Problem requirements
Please restate the Canadian inflation text from "The recent momentum" to "it pointed out.", renaming "momentum" as "trend".

Given text
┄┄┄┄┄┄
"Mildly" Positive July CPI Won't Be A Game Changer for Canada's Central Bank, Says National Bank
BY MT Newswires | ECONOMIC | 08/19/25 11:53 AM EDT11:53 AM EDT, 08/19/2025 (MT Newswires) -- Canadian inflation was slightly weaker than expected in July, with the modest monthly increase causing the 12-month measure to fall by more than economists had anticipated, said National Bank of Canada.
Core measures were also weaker than forecasted, with the trimmed consumer price index falling unexpectedly by one-tenth of a percentage point over the month, noted the bank.
The recent momentum of core measures was another encouraging feature of the report, with both the trimmed CPI and the median CPI rising by 2.4% on an annualized basis over the past three months, it pointed out.
┄┄┄┄┄┄
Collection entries
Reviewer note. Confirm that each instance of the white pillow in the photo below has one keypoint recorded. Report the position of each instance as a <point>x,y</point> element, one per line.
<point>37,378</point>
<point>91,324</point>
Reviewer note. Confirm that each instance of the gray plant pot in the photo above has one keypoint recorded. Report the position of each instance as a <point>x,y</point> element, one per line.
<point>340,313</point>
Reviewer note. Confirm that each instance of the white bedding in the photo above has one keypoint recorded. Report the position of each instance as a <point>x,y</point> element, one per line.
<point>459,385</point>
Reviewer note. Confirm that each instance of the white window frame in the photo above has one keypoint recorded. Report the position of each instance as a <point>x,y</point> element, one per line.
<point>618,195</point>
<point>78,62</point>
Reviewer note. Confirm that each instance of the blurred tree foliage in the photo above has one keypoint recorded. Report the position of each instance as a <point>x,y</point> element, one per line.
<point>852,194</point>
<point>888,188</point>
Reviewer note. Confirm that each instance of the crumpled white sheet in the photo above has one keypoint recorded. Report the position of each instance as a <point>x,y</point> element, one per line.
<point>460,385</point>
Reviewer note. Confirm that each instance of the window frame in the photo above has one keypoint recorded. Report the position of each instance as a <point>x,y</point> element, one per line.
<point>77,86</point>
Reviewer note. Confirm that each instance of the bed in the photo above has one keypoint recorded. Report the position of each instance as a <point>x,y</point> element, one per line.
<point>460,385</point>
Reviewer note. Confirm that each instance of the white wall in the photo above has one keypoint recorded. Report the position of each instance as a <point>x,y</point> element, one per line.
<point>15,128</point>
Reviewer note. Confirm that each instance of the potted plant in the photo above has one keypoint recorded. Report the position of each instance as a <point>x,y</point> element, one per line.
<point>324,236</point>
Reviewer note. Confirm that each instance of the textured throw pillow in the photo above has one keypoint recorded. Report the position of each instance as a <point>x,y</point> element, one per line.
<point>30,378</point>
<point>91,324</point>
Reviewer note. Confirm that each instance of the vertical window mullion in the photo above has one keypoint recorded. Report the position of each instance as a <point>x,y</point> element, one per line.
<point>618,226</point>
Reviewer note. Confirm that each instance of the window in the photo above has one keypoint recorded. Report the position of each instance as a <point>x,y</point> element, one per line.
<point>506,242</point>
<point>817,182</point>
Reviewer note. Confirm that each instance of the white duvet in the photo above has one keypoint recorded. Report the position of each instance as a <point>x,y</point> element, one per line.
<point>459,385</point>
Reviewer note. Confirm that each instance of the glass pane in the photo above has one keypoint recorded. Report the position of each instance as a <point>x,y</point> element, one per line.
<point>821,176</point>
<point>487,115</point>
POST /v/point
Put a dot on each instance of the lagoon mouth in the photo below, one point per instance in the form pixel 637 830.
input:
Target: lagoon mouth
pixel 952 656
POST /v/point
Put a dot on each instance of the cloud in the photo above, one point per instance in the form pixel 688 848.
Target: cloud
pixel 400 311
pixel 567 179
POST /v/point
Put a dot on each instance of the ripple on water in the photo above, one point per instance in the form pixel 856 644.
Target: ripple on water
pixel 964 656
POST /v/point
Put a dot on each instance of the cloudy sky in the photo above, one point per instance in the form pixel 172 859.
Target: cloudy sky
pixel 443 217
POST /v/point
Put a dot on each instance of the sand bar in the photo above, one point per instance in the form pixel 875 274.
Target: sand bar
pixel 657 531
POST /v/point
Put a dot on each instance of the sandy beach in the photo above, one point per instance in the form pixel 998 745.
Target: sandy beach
┄┄┄┄┄┄
Answer to the exercise
The recent trend of core measures was another encouraging feature of the report, with both the trimmed CPI and the median CPI rising by 2.4% on an annualized basis over the past three months, it pointed out.